* _Challenge_:
Edit the items below by replacing "instance" with "occurrence" wherever it occurs. Keep every other part of the lines unchanged.

Stored records:
╭──

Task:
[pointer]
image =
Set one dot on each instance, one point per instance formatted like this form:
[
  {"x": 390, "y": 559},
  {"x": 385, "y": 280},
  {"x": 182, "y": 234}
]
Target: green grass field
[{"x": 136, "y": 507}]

╰──

* _Task output_:
Task:
[pointer]
image =
Set one dot on each occurrence, one point per occurrence formatted like this form:
[
  {"x": 390, "y": 559},
  {"x": 385, "y": 280},
  {"x": 182, "y": 234}
]
Target: green grass field
[{"x": 136, "y": 507}]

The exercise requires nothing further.